> _Provided passage_
····················

Configuration on which it occurs:

Redhat linux 7.0 with linux kernel 2.4.0-test12 compiled from source
        (it appears NOT to happen with kernel 2.2.16 nor 2.2.18) 
amanda 2.4.2
pentium III clone/adaptec 2940 PCI card/internal VXA-1 drive

Details:

Double-check tape before running amanda - amverify reports no errors.
Rewind the tape. Run amcheck. 

amdump runs according to schedule. It sends me the usual mail report. 

Try running amverify. It fails with an error as follows:

> [amanda@darcy amanda]$ amverify backupset
> No tape changer...
> Tape device is /dev/nst0...
> Verify summary to amanda karelsf
> Defects file is /tmp/amanda/amverify.5097/defects
> amverify backupset
> Sat Dec 30 06:57:13 EST 2000
> 
> Using device /dev/nst0
> Waiting for device to go ready...
> Rewinding...
> Processing label...
> Volume backupset1, Date 20001229
> Rewinding...
> ** Error detected ()
> amrestore:   0: skipping start of tape: date 20001229 label backupset1
> amrestore: error reading file header: Input/output error
> ** No header
> 0+0 records in
> 0+0 records out
> 
> ** Error detected ()

····················

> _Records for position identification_

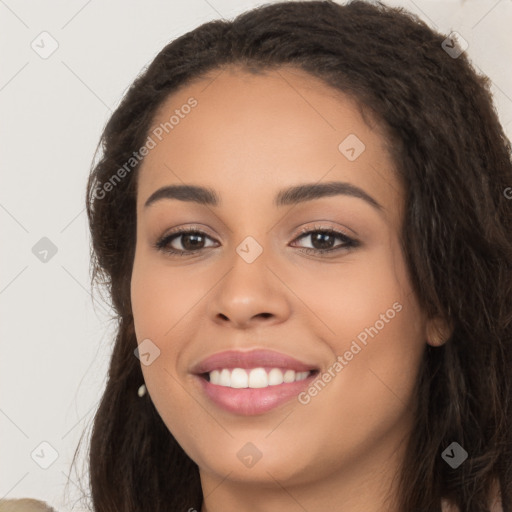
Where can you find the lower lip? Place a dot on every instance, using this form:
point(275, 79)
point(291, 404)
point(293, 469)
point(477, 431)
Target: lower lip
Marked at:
point(252, 401)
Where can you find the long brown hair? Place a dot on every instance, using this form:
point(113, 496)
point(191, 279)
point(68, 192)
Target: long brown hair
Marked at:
point(453, 158)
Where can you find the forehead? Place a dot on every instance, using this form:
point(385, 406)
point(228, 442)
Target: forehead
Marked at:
point(252, 133)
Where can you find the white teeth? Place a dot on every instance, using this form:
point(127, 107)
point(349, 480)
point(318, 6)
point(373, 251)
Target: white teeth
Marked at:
point(255, 378)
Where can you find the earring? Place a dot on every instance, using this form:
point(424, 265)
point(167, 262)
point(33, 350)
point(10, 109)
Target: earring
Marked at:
point(142, 390)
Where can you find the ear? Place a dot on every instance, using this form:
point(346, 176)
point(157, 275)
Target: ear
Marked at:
point(439, 331)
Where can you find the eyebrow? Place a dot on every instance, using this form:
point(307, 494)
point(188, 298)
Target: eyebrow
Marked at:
point(289, 196)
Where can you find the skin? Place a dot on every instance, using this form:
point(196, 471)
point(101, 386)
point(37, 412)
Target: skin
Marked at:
point(249, 137)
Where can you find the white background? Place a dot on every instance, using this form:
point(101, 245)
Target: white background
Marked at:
point(55, 344)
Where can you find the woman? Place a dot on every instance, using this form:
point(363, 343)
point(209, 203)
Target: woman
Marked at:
point(367, 370)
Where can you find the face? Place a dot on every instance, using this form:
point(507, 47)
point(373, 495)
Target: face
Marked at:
point(251, 276)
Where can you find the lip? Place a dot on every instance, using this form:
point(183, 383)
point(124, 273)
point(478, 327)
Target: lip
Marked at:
point(250, 359)
point(252, 401)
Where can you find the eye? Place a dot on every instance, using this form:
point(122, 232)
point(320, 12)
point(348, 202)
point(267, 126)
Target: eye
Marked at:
point(323, 239)
point(193, 240)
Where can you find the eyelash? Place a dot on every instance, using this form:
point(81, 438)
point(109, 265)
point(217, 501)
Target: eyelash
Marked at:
point(349, 243)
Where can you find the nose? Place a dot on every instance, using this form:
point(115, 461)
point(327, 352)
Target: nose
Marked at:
point(249, 294)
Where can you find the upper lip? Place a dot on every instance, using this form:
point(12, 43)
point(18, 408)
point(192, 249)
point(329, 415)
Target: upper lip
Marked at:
point(252, 359)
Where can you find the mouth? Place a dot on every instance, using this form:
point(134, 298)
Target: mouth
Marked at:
point(252, 382)
point(255, 378)
point(253, 392)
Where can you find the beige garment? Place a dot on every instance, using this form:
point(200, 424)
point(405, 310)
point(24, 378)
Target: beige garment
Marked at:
point(24, 505)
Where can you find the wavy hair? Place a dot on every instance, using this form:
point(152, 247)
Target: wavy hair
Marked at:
point(454, 161)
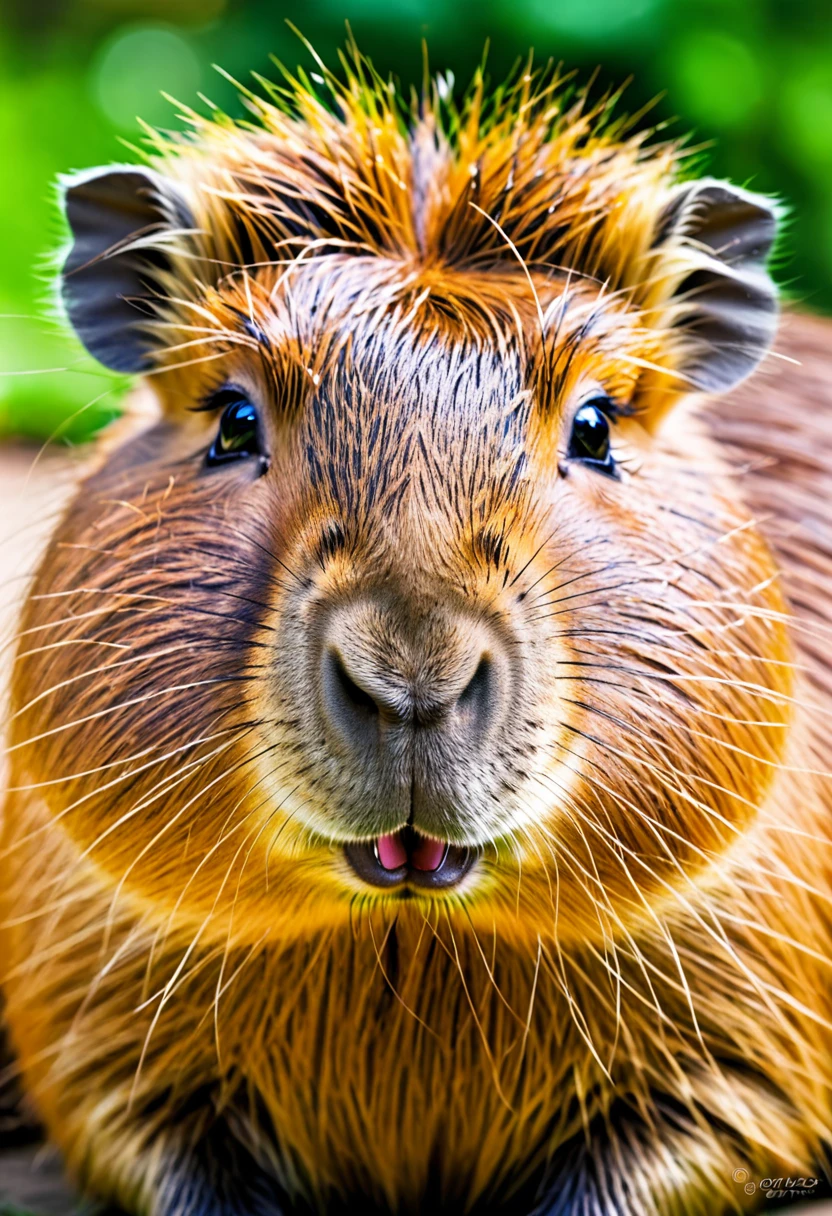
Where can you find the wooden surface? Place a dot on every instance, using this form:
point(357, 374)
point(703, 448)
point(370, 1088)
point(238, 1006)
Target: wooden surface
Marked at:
point(32, 493)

····················

> _Required tasks_
- A) Write out the part of the amanda error report that begins at "Redhat linux 7.0" and ends after "usual mail report.".
- B) Answer these questions using the amanda error report:
(i) Which version of amanda is installed?
(ii) Which tape device does amverify use?
(iii) What volume label does amverify process?
The listing has no connection to the amanda error report.

> _Solutions by task_
- A)
Redhat linux 7.0 with linux kernel 2.4.0-test12 compiled from source
        (it appears NOT to happen with kernel 2.2.16 nor 2.2.18) 
amanda 2.4.2
pentium III clone/adaptec 2940 PCI card/internal VXA-1 drive

Details:

Double-check tape before running amanda - amverify reports no errors.
Rewind the tape. Run amcheck. 

amdump runs according to schedule. It sends me the usual mail report.

- B)
(i) 2.4.2
(ii) /dev/nst0
(iii) backupset1